#### [WHAT THE EXERCISE ASKS]
Write out the data below exactly, beginning with the first line and ending once the line that has "Target: wet sand" is written.

Stored entries
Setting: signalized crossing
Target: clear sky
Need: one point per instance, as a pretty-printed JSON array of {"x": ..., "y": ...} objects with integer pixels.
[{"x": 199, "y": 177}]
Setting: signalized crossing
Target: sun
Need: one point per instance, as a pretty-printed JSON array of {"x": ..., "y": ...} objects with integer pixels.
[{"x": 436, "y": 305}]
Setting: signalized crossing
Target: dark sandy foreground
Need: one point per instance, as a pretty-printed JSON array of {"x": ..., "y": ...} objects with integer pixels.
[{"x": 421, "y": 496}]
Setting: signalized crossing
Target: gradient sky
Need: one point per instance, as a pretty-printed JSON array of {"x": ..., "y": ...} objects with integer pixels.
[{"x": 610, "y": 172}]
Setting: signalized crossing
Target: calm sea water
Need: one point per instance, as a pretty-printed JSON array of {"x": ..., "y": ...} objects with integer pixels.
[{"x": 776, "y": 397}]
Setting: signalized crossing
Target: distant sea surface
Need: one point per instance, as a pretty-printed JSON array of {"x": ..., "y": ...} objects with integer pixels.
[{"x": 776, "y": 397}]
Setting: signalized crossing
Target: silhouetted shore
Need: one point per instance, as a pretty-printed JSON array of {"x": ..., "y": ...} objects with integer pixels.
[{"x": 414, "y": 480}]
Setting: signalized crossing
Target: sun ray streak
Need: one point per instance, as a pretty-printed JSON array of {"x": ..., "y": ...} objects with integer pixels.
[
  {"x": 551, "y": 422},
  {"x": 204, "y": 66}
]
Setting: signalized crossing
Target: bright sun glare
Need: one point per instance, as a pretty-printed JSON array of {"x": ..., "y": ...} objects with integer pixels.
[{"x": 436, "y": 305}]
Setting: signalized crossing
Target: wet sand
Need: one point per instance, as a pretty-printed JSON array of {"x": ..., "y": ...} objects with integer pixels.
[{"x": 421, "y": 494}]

#### [COMPLETED EXERCISE]
Setting: signalized crossing
Target: clear sky
Need: one point per instance, as a pretty-printed JSON array of {"x": ..., "y": ...} objects with integer pixels.
[{"x": 199, "y": 177}]
Setting: signalized crossing
Target: sun
Need: one point per instance, as a pretty-printed JSON array of {"x": ..., "y": ...} objects with integer pixels.
[{"x": 436, "y": 305}]
Setting: signalized crossing
Target: dark sandy foreground
Need: one point per instance, as a pretty-printed JSON array of {"x": ..., "y": ...} objects with integer pixels.
[{"x": 421, "y": 496}]
Setting: signalized crossing
Target: gradient sky
Need: one point per instance, as a pretty-printed JSON array of {"x": ..., "y": ...} objects with integer pixels.
[{"x": 610, "y": 172}]
Setting: signalized crossing
Target: calm sea water
Need: one point per instance, as a pretty-printed JSON array of {"x": ..., "y": ...} objects with integer pixels.
[{"x": 776, "y": 397}]
Setting: signalized crossing
Target: distant sea surface
Need: one point per instance, as a pretty-printed JSON array of {"x": ..., "y": ...} objects with integer pixels.
[{"x": 776, "y": 397}]
Setting: signalized crossing
Target: silhouetted shore
Need: one point per instance, as a pretty-printed JSON array of {"x": ..., "y": ...} objects with integer pixels.
[{"x": 414, "y": 480}]
Setting: signalized crossing
Target: sun ray streak
Need: one point per instance, as a pretty-printed JSON array of {"x": ..., "y": ...} objects with integer pixels.
[
  {"x": 551, "y": 422},
  {"x": 204, "y": 66}
]
Setting: signalized crossing
Target: bright sun glare
Need: one point per instance, as a pretty-printed JSON array of {"x": ..., "y": ...} objects with integer pixels.
[{"x": 436, "y": 305}]
Setting: signalized crossing
Target: wet sand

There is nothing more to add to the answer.